Le féliciter. Il y a bien longtemps que nous attendions cette visite d’Etat, nous, populations de la base, “ignorantes” de ce qui s’entasse sur les bureaux présidentiels ou s’empile dans les tiroirs ministériels. En lieu et place d’une telle visite, nous avons eu droit à des visites “accidentelles” liées, les unes et les autres, à l’urgence, mais aussi à la détresse d’un conflit qui n’a que trop duré. De cette conjoncture historique, nous ne parlerons pas ici, car ce qui nous intéresse, au plus haut point, c’est de redonner à la fraternité ivoiro-burkinabè tout son sens et toute son importance. La visite d’Etat de Gbagbo va certainement dans ce sens, c’est pourquoi nous le félicitons : puisqu’il sait, à ce point, donner de l’importance à ce qui est important, que l’histoire lui réserve un destin important à la mesure de sa force d’âme (…).

Il y a longtemps que les populations burkinabè, parmi lesquelles des Ivoiriens et Ivoiriennes de cœur et de naissance, attendent de féliciter le président Gbagbo pour son élection à la tête de l’Etat ivoirien, pour ses options politiques courageuses en faveur de son peuple, pour sa diplomatie faite d’audace, de lucidité et de pragmatisme, pour son sens aigu de la souveraineté ivoirienne et africaine, pour les victoires économiques qu’il a remportées, malgré les réalités d’un conflit sociopolitique douloureux… Que de succès ! Que de rêves saint-exupériens !

### [Tâche courte 1]
Renommez « small rock » en « pebble » dans la partie des enregistrements qui commence à la ligne contenant « Please segment every instance of the small » et se termine à la ligne contenant « 130L43 126L40 124L38 », puis recopiez cette partie sans autre changement.

### [Enregistrements fournis]

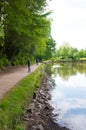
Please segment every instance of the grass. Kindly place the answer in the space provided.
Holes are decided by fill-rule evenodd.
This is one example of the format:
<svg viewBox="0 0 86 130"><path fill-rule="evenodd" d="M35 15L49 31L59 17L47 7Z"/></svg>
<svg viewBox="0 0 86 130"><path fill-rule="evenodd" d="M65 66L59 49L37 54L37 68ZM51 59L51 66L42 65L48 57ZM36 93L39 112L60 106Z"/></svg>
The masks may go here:
<svg viewBox="0 0 86 130"><path fill-rule="evenodd" d="M23 115L37 90L41 66L21 80L0 102L0 130L24 130Z"/></svg>

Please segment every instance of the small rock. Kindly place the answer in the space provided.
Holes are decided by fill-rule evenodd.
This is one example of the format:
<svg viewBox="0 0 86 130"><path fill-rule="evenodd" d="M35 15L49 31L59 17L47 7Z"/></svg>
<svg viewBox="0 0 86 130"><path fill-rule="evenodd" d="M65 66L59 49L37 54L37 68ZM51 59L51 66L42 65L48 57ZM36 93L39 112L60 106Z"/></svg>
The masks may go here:
<svg viewBox="0 0 86 130"><path fill-rule="evenodd" d="M44 130L43 126L40 124L38 126L32 126L31 130Z"/></svg>

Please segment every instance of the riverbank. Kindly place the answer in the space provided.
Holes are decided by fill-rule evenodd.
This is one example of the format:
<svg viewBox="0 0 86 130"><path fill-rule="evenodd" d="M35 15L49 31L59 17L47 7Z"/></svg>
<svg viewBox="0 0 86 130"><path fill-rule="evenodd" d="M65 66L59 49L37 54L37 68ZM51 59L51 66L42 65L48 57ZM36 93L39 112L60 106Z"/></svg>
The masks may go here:
<svg viewBox="0 0 86 130"><path fill-rule="evenodd" d="M33 73L27 73L27 68L18 69L18 71L15 70L16 74L20 76L26 74L26 76L17 82L13 88L11 86L9 92L5 90L7 93L5 93L4 97L0 100L0 130L25 130L23 122L24 111L27 104L31 102L34 91L36 91L40 85L41 71L42 66L39 66ZM8 73L9 72L7 72L6 77L9 80L5 86L10 84L9 81L14 83L13 78L15 76L18 80L18 75L11 72L9 78ZM12 74L15 76L12 76ZM3 78L3 76L5 75L1 77ZM4 82L3 80L3 83ZM0 87L2 87L2 85L0 85Z"/></svg>
<svg viewBox="0 0 86 130"><path fill-rule="evenodd" d="M51 100L48 80L48 75L44 72L40 88L34 93L33 100L26 109L26 130L68 130L54 122L53 108L48 103Z"/></svg>

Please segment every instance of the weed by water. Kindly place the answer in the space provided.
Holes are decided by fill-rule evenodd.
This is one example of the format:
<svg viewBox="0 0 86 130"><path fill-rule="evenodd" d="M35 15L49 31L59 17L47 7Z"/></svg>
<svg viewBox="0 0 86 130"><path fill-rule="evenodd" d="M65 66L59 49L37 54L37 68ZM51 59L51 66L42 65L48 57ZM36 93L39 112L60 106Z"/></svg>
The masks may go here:
<svg viewBox="0 0 86 130"><path fill-rule="evenodd" d="M41 66L21 80L0 102L0 130L24 130L23 115L41 81Z"/></svg>

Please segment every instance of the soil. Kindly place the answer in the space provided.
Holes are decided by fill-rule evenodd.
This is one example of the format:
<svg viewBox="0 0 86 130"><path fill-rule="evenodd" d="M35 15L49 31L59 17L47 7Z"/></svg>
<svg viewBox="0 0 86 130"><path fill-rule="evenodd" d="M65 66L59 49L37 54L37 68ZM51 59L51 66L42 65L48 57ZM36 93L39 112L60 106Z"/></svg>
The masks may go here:
<svg viewBox="0 0 86 130"><path fill-rule="evenodd" d="M28 73L27 66L8 66L0 69L0 99L10 91L19 80L32 73L39 65L32 65L31 71Z"/></svg>
<svg viewBox="0 0 86 130"><path fill-rule="evenodd" d="M24 121L27 124L26 130L68 130L60 127L54 121L53 108L49 104L51 95L48 76L43 74L41 86L33 95L33 101L26 109Z"/></svg>

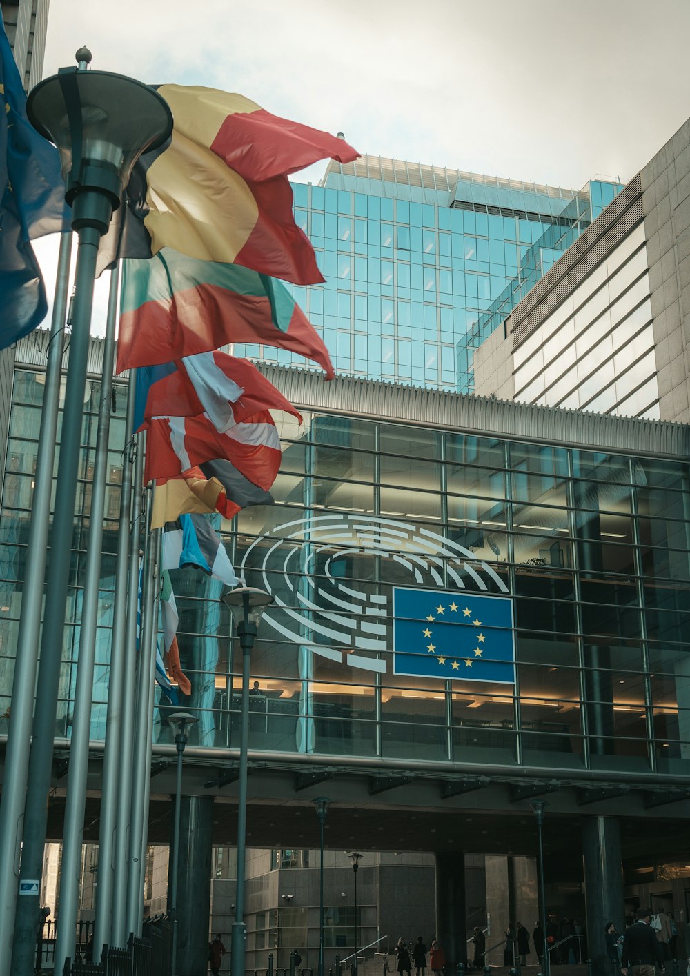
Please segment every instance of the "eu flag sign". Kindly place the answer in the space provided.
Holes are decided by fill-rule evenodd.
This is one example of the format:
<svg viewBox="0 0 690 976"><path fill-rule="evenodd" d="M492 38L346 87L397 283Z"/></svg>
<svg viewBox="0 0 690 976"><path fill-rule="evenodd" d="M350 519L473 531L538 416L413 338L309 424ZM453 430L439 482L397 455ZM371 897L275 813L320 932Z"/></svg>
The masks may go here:
<svg viewBox="0 0 690 976"><path fill-rule="evenodd" d="M512 600L393 588L393 671L514 684Z"/></svg>

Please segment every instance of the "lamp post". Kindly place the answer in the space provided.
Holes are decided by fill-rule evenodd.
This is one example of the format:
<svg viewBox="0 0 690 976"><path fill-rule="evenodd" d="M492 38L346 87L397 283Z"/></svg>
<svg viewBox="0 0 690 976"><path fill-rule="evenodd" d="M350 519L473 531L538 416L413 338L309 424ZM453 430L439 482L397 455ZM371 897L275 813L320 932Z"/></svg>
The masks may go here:
<svg viewBox="0 0 690 976"><path fill-rule="evenodd" d="M311 802L314 804L316 810L316 816L319 819L319 967L318 976L324 976L324 962L323 962L323 825L326 822L326 815L328 814L328 808L331 805L331 801L328 796L317 796L316 799L312 799Z"/></svg>
<svg viewBox="0 0 690 976"><path fill-rule="evenodd" d="M244 923L244 870L247 836L247 752L249 750L249 657L254 647L259 622L273 597L255 587L237 587L225 593L223 603L237 626L242 648L242 706L240 712L239 777L237 781L237 881L235 920L230 933L230 972L244 976L247 927Z"/></svg>
<svg viewBox="0 0 690 976"><path fill-rule="evenodd" d="M180 865L180 803L183 795L183 753L186 746L186 728L198 721L188 712L174 712L168 715L168 721L173 727L175 746L178 751L178 780L175 788L175 827L173 829L173 859L168 872L168 887L170 890L169 909L173 915L173 958L171 972L178 973L178 874Z"/></svg>
<svg viewBox="0 0 690 976"><path fill-rule="evenodd" d="M530 803L532 807L532 812L537 820L537 846L538 846L538 860L537 860L537 889L539 898L539 916L542 919L542 930L544 931L544 961L543 961L543 972L544 976L549 976L551 969L551 960L548 957L548 943L547 941L547 899L546 892L544 888L544 844L542 841L542 825L544 824L544 810L548 806L548 803L544 799L535 799Z"/></svg>
<svg viewBox="0 0 690 976"><path fill-rule="evenodd" d="M357 871L359 869L359 862L362 860L362 856L363 855L357 853L357 851L352 851L347 855L352 863L352 871L354 872L354 969L352 970L354 976L357 976L357 943L359 942L359 933L357 931Z"/></svg>
<svg viewBox="0 0 690 976"><path fill-rule="evenodd" d="M26 114L55 142L72 208L79 245L74 284L72 335L65 386L55 514L51 534L36 705L28 760L21 869L13 976L33 971L40 879L46 838L53 739L58 711L61 635L71 579L72 531L84 415L89 327L96 259L101 237L120 205L134 164L146 149L170 136L173 117L165 101L142 82L108 71L87 70L91 53L76 54L77 66L62 68L29 93ZM41 590L26 593L41 612ZM58 645L56 646L56 635Z"/></svg>

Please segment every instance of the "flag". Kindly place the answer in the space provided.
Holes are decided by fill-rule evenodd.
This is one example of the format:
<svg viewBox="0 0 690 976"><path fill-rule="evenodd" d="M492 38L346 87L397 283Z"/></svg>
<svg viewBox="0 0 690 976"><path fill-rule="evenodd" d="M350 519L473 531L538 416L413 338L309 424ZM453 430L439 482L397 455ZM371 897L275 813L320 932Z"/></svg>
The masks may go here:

### [Tâche courte 2]
Dans l'extrait choisi, par quels trois traits la diplomatie de Gbagbo est-elle décrite ?

### [Réponse complète 1]
Please segment every instance of the pebble. Kindly place the answer in the space provided.
Holes are decided by fill-rule evenodd.
This is one example of the format:
<svg viewBox="0 0 86 130"><path fill-rule="evenodd" d="M35 15L49 31L59 17L47 7Z"/></svg>
<svg viewBox="0 0 86 130"><path fill-rule="evenodd" d="M65 66L59 49L37 54L37 68ZM51 59L51 66L42 65L48 57ZM36 93L39 112L60 106Z"/></svg>
The masks may go here:
<svg viewBox="0 0 86 130"><path fill-rule="evenodd" d="M44 130L43 126L40 124L38 126L32 126L31 130Z"/></svg>

### [Réponse complète 2]
L'audace, la lucidité et le pragmatisme.